▶ [PROBLEM DETAILS]: Check each statement against the cache replacement text, answering yes or no and quoting the words from the text that decide it. 1. In the fully associative case, OPT reaches the lower bound at a smaller cache size than LRU. 2. For the L1 cache studied, DRRIP does better than LRU. 3. In the 4-way comparison, MRU has the lowest miss ratio.

▶ [SOURCE DOCUMENT]:
Figure 12: LRU and OPT misses in a set-associative L1 for our Mobile Graphics Benchmark Suite.

by the Polygon List Builder and read at least once by the Tile Fetcher. Each write will result in a compulsory miss. For reads, the primitives that cannot fit into the Attribute Cache at the end of the Polygon List Builder will generate a miss the first time they are read (and potentially additional capacity misses). For instance, if we have 1000 primitives and the Attribute Cache has a capacity for 128 primitives, there will be at least 872 (1000-128) read misses, since at the end of the Polygon List Builder, 872 primitives will not be present in the Attribute Cache.

In general, let the total number of primitives be TP and the maximum number of primitives in the Attribute Cache be CP. Thus, adding the compulsory write and minimum read misses, we can compute the following lower bound on the total number of misses (LB) for any cache associativity and replacement policy:

$$LB \ge TP + (TP - CP) \qquad \forall CP < TP$$
 
$$LB \ge TP \qquad \forall CP \ge TP$$

In Figure 11, we plot this lower bound together with the miss ratios of both the LRU and OPT replacement policies, for a fully associative L1 Attribute Cache and a range of cache sizes. In this figure, we can see that OPT reaches this lower bound near 55KiB whereas LRU reaches it at 375KiB. In other words, OPT can reach its maximum potential for a cache size that is 6.8 times smaller than that using an LRU.



Figure 13: LRU, MRU, DRRIP and OPT miss ratios in a 4-way L1 for our Mobile Graphics Benchmark Suite.

Next, we show the benefits of OPT for set-associative caches. Figure 12 plots the miss ratio for an L1 Attribute Cache for increasing cache sizes and varying set associativity for LRU and OPT. With increasing associativity, the miss ratio falls to the lower bound much earlier for the OPT than that for the LRU. Observe that the plot for an associativity of 2 with OPT shows very similar benefits to those achieved by the fully associative LRU.

Figure 13 compares OPT with LRU, MRU and (DRRIP [22]) in a 4-way cache for a range of cache sizes. MRU has the highest Miss Ratio followed by DRRIP which is then followed closely by LRU. OPT shows a miss ratio that falls quickly to the lower bound, with an increasing cache size. DRRIP has been shown to outperform LRU for CPU workloads (with mixed access patterns) for an LLC cache where the reuse pattern is filtered of temporal locality by lower level caches [22]. In this figure, we see that for our L1 cache, with its unique workload for the Parameter Buffer, DRRIP shows no benefits over LRU.

## B. Evaluating TCOR

We now evaluate the benefits of TCOR on a baseline GPU with the configuration described in Table I. We also report results for a larger Tile Cache of 128KiB and an associativity of 4. To match TCOR with the baseline, we assume a 16KiB Primitive List Cache and a 48KiB Attribute Cache and in



Figure 14: Parameter Buffer accesses to L2 normalized to the baseline (64KiB Tile Cache).



Figure 15: Parameter Buffer accesses to L2, normalized to the baseline (128KiB Tile Cache).

the second case, we have a 16KiB Primitive List Cache and a 112KiB Attribute Cache.

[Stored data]
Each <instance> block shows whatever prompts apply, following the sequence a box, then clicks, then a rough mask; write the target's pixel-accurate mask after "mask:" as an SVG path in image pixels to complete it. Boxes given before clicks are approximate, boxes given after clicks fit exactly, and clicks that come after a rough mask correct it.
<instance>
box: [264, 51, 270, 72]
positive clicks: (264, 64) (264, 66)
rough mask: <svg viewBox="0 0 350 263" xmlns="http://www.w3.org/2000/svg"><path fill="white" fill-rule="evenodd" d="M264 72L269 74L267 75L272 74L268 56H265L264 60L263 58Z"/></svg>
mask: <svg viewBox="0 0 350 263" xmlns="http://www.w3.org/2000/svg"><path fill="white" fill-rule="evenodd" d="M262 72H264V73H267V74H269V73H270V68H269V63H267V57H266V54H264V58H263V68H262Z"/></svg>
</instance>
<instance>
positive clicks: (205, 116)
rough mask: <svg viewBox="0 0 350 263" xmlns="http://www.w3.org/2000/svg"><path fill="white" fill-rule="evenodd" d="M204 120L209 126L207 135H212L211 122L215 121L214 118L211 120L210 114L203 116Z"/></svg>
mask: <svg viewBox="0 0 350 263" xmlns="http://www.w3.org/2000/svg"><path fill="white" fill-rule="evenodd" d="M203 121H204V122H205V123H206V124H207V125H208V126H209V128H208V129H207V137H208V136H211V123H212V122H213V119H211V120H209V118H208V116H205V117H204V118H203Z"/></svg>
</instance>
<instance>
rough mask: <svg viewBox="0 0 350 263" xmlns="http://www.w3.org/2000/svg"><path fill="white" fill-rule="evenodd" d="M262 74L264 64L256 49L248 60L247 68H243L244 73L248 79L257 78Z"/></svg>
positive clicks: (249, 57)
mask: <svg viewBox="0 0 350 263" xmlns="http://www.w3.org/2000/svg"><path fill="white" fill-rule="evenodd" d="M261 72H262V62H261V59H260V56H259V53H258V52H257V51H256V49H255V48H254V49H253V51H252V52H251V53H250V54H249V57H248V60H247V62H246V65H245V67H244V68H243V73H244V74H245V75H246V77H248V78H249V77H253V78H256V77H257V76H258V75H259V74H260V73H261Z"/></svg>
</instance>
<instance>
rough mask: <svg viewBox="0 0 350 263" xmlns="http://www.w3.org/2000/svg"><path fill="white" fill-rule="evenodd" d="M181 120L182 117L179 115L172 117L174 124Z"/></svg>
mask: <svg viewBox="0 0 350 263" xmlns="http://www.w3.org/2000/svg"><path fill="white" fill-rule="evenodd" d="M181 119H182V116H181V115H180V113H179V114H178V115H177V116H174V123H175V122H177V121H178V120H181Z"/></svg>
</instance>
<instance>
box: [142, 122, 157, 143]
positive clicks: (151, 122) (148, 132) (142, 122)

▶ [ANSWER TO THE EXERCISE]:
1. Yes: "OPT reaches this lower bound near 55KiB whereas LRU reaches it at 375KiB."
2. No: "DRRIP shows no benefits over LRU."
3. No: "MRU has the highest Miss Ratio followed by DRRIP which is then followed closely by LRU."